By: Carolina Hidalgo-McCabe
When I tell people what I’m researching here in Jordan there’s always some element of shock. In the US, people wondered how pigeons could be so important to fly halfway across the world to research. In Jordan, people often react with shock that an American is here to learn more about كش الحمام (pigeon keeping and breeding). Amongst the men I met today from the Gaza Jerash refugee camp and Zarqa, two cities about an hour from Amman, pigeon keeping is full of beauty and tension.
This morning, I met Omar, a driver who took Sofia and I around today, visiting family and friends who shared with us their love of pigeon keeping. كش الحمام is an ancient tradition that is practiced in many parts of the Middle East, including Yemen, Syria, Lebanon, and Egypt. Today, many men across Jordan, old and young, partake in the practice, contending with tradition and modernity. For some, especially those who don’t partake in it, كش الحمام is haram or forbidden in Islam. For others, it’s a hobby that brings community together, across rooftops.
We began by visiting Ali and Mohammed, young men who learned to take care of pigeons from their fathers. A friend of Omar, who joined us, shared that he considers it easier to give love to your pigeons than your children and that often, himself included, men love their pigeons more than their children. This is central to the storytelling I’m doing, where I’m focusing on the intersection of competition and care in masculinity. Pigeons are fragile and beautiful birds. They require significant care, and many men are willing to put the time and energy into this care, which happens on the leftover space of the domestic sphere: rooftops.

▸ **Data taken from a dataset**
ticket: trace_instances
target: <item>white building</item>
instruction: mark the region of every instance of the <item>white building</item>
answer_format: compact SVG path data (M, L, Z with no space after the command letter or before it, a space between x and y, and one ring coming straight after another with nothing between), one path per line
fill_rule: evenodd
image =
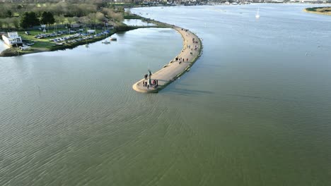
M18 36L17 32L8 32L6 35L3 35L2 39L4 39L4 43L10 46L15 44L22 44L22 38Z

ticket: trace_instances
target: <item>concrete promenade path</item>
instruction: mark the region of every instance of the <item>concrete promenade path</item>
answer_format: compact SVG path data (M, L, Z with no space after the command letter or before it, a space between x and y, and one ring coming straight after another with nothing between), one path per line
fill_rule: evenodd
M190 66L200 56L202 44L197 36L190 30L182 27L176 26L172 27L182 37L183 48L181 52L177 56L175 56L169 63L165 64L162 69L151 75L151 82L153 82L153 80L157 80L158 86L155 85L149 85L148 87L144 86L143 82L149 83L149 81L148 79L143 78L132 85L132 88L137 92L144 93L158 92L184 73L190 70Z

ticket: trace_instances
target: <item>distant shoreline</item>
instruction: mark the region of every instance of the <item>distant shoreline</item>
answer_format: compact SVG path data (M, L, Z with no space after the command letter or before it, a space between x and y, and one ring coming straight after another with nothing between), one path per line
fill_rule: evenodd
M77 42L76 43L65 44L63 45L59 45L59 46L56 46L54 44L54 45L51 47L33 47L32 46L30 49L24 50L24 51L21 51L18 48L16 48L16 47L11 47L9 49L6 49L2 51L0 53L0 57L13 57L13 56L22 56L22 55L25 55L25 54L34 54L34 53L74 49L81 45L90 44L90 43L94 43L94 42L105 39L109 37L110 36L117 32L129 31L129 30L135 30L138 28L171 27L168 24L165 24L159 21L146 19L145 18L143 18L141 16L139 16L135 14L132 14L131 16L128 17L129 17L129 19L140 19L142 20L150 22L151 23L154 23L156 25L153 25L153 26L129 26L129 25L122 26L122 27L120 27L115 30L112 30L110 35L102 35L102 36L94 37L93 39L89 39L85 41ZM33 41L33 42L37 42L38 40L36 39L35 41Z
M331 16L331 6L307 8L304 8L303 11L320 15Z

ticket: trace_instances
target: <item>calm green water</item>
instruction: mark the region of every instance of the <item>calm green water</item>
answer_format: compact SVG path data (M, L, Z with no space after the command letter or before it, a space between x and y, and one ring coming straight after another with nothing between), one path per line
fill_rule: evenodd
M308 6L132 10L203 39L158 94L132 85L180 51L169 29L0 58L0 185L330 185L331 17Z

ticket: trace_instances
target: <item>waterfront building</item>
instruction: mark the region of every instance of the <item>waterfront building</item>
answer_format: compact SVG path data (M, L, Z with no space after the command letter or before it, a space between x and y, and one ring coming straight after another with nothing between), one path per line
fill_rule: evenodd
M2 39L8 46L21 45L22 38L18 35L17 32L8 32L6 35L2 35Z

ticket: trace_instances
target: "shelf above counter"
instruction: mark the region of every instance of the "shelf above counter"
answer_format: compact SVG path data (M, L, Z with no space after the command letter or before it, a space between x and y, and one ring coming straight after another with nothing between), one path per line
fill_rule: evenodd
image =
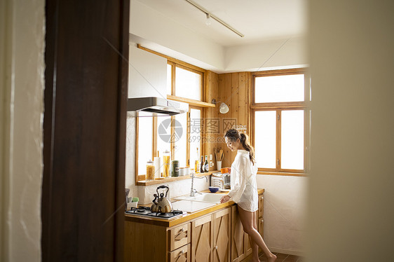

--

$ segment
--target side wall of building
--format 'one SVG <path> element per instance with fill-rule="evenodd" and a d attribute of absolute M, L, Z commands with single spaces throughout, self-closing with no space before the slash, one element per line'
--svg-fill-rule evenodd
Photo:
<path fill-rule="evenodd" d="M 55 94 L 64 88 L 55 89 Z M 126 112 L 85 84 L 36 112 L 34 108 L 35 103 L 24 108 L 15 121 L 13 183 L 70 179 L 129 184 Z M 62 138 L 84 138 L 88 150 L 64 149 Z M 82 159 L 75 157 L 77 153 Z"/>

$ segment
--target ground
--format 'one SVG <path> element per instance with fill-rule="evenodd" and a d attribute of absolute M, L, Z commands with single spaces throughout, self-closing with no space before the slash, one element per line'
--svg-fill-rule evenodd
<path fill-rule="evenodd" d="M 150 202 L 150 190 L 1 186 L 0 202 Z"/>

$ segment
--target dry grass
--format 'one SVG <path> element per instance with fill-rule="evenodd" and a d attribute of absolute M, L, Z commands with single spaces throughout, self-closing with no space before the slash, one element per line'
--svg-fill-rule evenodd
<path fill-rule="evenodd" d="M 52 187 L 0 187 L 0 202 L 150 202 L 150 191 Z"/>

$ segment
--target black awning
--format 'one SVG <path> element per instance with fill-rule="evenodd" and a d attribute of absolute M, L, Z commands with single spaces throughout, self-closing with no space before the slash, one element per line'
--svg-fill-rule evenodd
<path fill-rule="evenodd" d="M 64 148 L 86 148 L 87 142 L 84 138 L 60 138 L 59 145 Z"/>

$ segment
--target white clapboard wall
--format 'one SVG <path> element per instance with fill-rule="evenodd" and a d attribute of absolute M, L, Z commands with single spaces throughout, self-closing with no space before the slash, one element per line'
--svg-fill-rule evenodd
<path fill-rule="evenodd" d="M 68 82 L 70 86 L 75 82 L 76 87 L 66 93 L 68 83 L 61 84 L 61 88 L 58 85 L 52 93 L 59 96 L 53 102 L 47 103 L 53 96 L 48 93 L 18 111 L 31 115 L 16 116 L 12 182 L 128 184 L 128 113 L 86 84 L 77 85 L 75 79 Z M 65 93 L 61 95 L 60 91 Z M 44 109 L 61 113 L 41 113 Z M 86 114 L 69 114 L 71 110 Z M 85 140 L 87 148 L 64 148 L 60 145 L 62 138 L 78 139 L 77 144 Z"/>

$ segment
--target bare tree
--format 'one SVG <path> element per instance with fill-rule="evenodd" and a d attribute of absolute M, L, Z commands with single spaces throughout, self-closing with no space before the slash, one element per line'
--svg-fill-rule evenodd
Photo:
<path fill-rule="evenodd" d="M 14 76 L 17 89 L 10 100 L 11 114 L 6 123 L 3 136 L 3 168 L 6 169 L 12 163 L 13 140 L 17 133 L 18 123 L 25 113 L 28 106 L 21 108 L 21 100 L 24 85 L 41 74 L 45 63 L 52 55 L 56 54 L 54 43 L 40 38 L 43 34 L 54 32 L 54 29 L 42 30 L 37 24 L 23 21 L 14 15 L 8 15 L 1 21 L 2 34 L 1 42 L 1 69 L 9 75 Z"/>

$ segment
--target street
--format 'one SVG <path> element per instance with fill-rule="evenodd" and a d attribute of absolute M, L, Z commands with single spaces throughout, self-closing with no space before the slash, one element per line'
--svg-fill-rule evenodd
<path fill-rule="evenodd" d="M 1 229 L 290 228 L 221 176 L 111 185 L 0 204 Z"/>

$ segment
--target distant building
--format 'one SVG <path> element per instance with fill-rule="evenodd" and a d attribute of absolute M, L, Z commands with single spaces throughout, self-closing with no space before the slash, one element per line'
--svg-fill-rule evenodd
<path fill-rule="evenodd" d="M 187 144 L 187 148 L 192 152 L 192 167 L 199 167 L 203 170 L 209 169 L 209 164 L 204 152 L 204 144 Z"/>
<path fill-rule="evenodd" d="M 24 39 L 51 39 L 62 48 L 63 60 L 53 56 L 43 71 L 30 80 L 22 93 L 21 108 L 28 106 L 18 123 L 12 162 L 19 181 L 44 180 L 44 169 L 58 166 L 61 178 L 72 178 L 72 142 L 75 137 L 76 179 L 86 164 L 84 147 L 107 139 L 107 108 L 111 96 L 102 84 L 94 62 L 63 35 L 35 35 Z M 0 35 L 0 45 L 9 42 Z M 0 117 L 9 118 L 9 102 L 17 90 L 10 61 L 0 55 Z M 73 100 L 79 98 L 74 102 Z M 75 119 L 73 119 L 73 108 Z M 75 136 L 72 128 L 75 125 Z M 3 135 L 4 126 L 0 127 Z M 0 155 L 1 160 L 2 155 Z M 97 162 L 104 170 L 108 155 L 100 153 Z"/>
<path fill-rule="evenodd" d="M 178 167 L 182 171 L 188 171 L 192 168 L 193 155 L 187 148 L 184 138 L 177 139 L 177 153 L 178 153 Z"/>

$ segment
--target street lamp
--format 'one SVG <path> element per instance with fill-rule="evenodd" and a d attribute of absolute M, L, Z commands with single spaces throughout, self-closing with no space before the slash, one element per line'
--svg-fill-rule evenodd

▸ **Work request**
Go on with the account of pigeon keeping in Jordan, picking up right after its last sentence. The data has no connection to the account of pigeon keeping in Jordan.

▸ **Result for this task**
We watched Ali’s pigeons fly in circles above us as Omar’s friend shows me a pigeon auction happening on Facebook. Modernity and tradition. Pigeon keeping is changing because of social media, especially Facebook. This is allowing pigeon breeders and keepers to share their pigeons with the world. He says pigeons are like an addiction. It’s in his blood.
After descending the rooftop, we wind through the mountains of Zarqa to the Sooq Al Hammam, pigeon market, and converse with shop owners who share with us the peace that they feel when they watch their pigeons fly around them. It helps them relax after a long day. They look forward to going home, sitting on their rooftops with their friends, smoking argileh, and sipping on tea as their pigeons circle them.
Between pigeon visits we took a mansaf break (the national dish of Jordan) which we ate with our hands and spoons. Omar, his son, and friend continuously poured jameed over our parts of the communal dish and served us more and more lamb until it was impossible to keep eating. The hospitality is indescribable.
Stomachs full, we made our way to the Gaza camp in Jerash, where historically refugees from Gaza built new homes. It’s starkly different from Amman, with buildings made from materials that should have been temporary but have become permanent. Sheikh Mousa brings us up to his rooftop where he doesn’t fly his pigeons, and strictly breeds them. There are hundreds of pigeons of all types. To him, flying pigeons in a competitive way through كشالحمام is haram. As we sip sage tea and Arabic coffee, he shares with us the details of his job, selling and breeding pigeons. His dream is to have people from all over the world come buy his pigeons.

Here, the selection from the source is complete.